- _What you are asked to do_: Please return every line from the entries that has the string "order" in it.

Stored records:
────

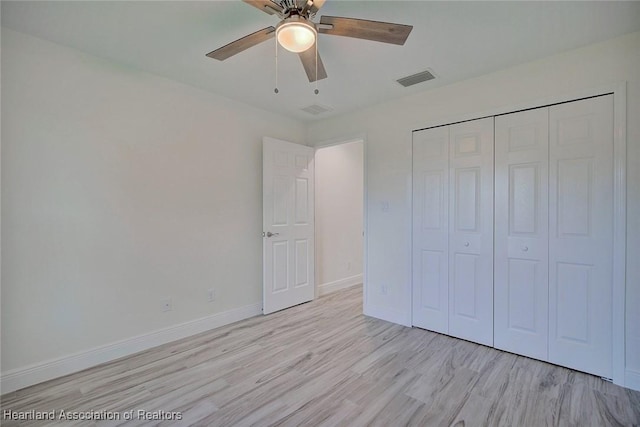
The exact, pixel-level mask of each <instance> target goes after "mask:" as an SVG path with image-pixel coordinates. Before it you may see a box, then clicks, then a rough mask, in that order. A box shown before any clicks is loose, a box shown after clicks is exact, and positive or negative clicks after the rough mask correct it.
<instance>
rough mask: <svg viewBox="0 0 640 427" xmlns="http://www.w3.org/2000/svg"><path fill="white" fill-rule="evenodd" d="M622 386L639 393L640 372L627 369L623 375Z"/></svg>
mask: <svg viewBox="0 0 640 427" xmlns="http://www.w3.org/2000/svg"><path fill="white" fill-rule="evenodd" d="M624 386H625V387H626V388H630V389H632V390H638V391H640V372H636V371H631V370H629V369H627V370H626V371H625V373H624Z"/></svg>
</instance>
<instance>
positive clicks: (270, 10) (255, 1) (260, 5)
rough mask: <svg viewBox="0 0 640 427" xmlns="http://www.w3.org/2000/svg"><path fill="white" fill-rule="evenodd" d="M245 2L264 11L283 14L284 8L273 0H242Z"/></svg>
mask: <svg viewBox="0 0 640 427" xmlns="http://www.w3.org/2000/svg"><path fill="white" fill-rule="evenodd" d="M242 1H243V2H245V3H247V4H250V5H251V6H253V7H255V8H256V9H260V10H261V11H263V12H264V13H268V14H269V15H274V14H278V15H280V14H282V12H283V11H284V9H283V8H282V6H280V5H279V4H278V3H274V2H272V1H271V0H242Z"/></svg>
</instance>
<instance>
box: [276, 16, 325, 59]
mask: <svg viewBox="0 0 640 427" xmlns="http://www.w3.org/2000/svg"><path fill="white" fill-rule="evenodd" d="M317 36H318V32H317V31H316V28H315V26H314V25H313V24H311V23H309V22H308V21H307V20H306V19H304V18H300V17H299V16H291V17H289V18H287V19H285V20H284V21H282V22H281V23H280V24H278V26H277V27H276V38H277V39H278V43H280V46H282V47H283V48H285V49H287V50H288V51H290V52H294V53H300V52H304V51H305V50H307V49H309V48H310V47H311V46H313V44H314V43H315V42H316V37H317Z"/></svg>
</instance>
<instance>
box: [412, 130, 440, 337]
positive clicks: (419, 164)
mask: <svg viewBox="0 0 640 427" xmlns="http://www.w3.org/2000/svg"><path fill="white" fill-rule="evenodd" d="M448 240H449V127H448V126H442V127H437V128H432V129H426V130H422V131H418V132H414V133H413V280H412V283H413V298H412V299H413V311H412V323H413V325H414V326H419V327H421V328H425V329H429V330H432V331H436V332H441V333H445V334H446V333H448V332H449V326H448V325H449V261H448V259H449V245H448Z"/></svg>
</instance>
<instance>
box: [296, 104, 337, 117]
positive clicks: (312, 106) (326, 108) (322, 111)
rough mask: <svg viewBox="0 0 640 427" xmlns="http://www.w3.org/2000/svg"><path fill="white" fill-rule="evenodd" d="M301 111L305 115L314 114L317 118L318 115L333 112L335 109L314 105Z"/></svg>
mask: <svg viewBox="0 0 640 427" xmlns="http://www.w3.org/2000/svg"><path fill="white" fill-rule="evenodd" d="M301 110H302V111H304V112H305V113H309V114H313V115H314V116H317V115H318V114H322V113H327V112H329V111H332V110H333V108H331V107H327V106H325V105H320V104H313V105H309V106H308V107H304V108H301Z"/></svg>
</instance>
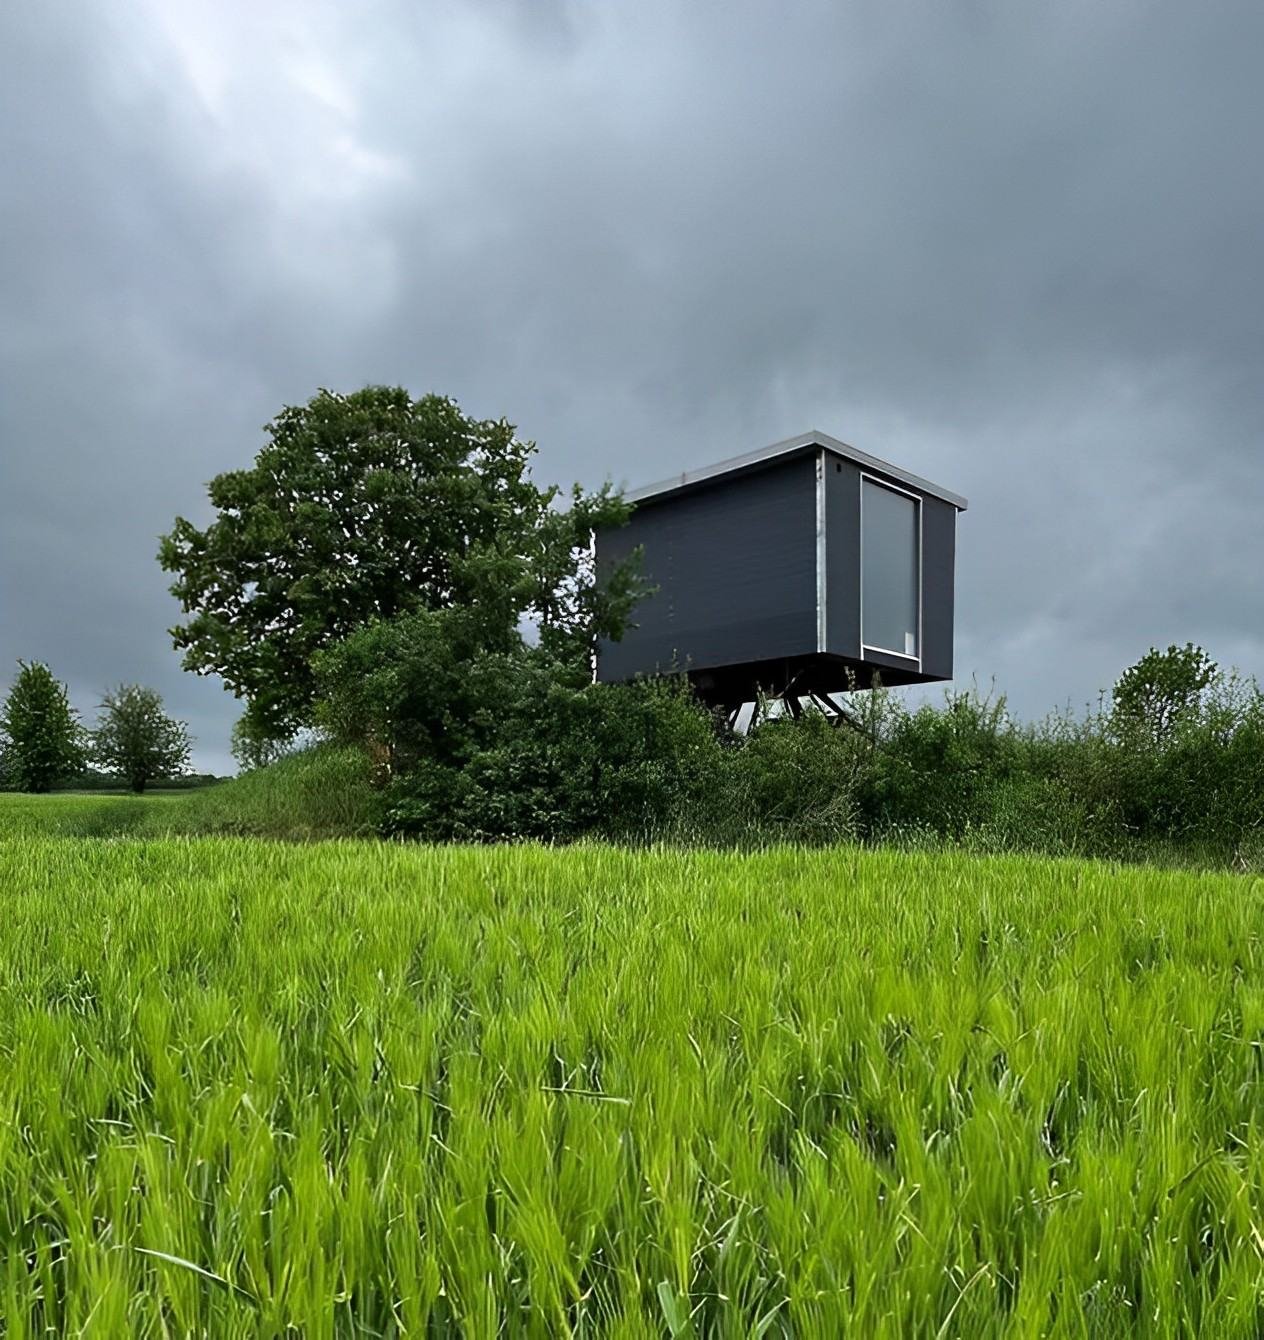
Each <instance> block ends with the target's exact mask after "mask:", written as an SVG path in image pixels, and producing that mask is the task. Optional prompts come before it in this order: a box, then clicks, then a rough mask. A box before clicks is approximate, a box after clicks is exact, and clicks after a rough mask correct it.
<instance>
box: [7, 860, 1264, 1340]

────

- _Exercise solution_:
The exact, pixel-level mask of each <instance> target goes after "mask:" as an SVG path with image-pixel coordinates. Before it you may see a box, then clicks, then a rough mask, in that order. A box shown before any clicks is loose, a box shown after clicks is exact, and positive or negative clicks after the rough mask correct it.
Each <instance> block ends with the target's exact mask after "mask:", written as an SVG path in image pixels, and producing that mask is the task. Optional prompts come before it in this order: a box, then clicks, then a rough mask. A box before clicks is approximate, a box after clicks is exact, and clicks after a rough mask correct it.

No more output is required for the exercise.